EXERCISE AIM
Starting at the line that contains "I'm trying to find the shrub" and ending at the last of the lines, lay out the text as a two-column CSV with the columns input and output. Give each text and its answer one row, each in a single quoted field with line breaks turned into spaces, and leave the pictures out.

Items from a dataset
====================

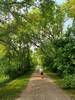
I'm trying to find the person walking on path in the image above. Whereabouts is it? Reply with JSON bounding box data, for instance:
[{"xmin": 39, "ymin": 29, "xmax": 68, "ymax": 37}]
[{"xmin": 40, "ymin": 68, "xmax": 44, "ymax": 78}]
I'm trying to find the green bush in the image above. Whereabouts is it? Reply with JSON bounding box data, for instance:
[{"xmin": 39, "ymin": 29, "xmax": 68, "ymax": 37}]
[{"xmin": 61, "ymin": 74, "xmax": 75, "ymax": 89}]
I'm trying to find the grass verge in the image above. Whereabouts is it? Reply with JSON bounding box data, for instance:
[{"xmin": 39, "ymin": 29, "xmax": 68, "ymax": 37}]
[
  {"xmin": 45, "ymin": 70, "xmax": 75, "ymax": 100},
  {"xmin": 0, "ymin": 75, "xmax": 31, "ymax": 100}
]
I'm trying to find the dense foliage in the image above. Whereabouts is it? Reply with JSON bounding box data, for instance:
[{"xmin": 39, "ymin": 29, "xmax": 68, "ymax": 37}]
[{"xmin": 0, "ymin": 0, "xmax": 75, "ymax": 87}]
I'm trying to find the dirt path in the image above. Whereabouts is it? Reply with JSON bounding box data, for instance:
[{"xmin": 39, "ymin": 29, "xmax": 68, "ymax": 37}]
[{"xmin": 16, "ymin": 73, "xmax": 71, "ymax": 100}]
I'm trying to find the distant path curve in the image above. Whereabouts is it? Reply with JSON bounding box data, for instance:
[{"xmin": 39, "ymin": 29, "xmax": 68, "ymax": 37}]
[{"xmin": 16, "ymin": 72, "xmax": 71, "ymax": 100}]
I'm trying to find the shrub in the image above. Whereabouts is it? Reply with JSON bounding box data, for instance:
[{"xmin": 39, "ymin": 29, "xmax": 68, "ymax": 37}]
[{"xmin": 61, "ymin": 74, "xmax": 75, "ymax": 89}]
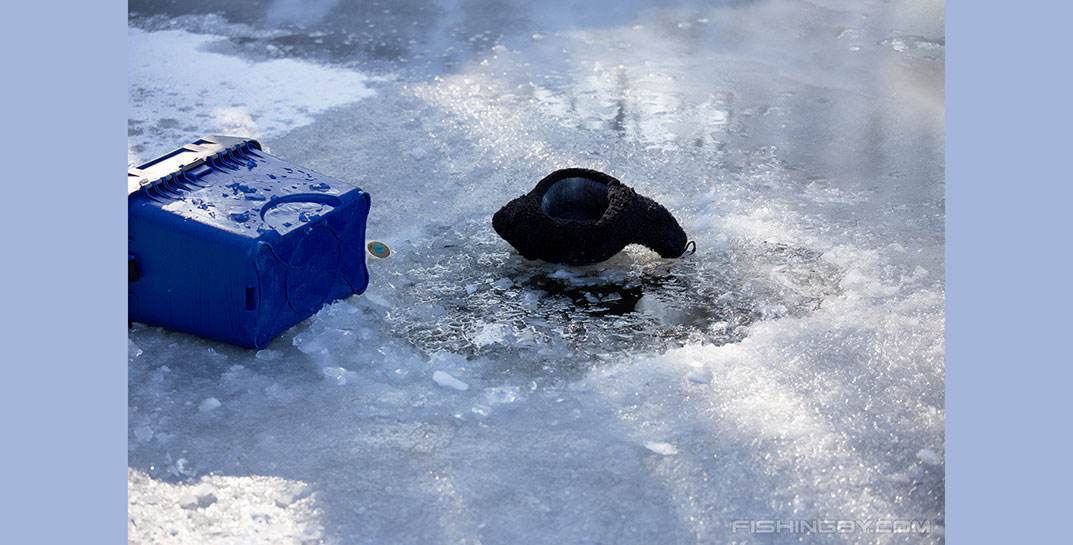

====================

OUTPUT
input,output
"I'm trying to find the shrub in the image above. Whereabouts is it? Reply with JSON bounding box data, for instance: [{""xmin"": 39, ""ymin"": 29, ""xmax"": 68, ""ymax"": 37}]","[{""xmin"": 61, ""ymin"": 74, ""xmax"": 75, ""ymax"": 89}]"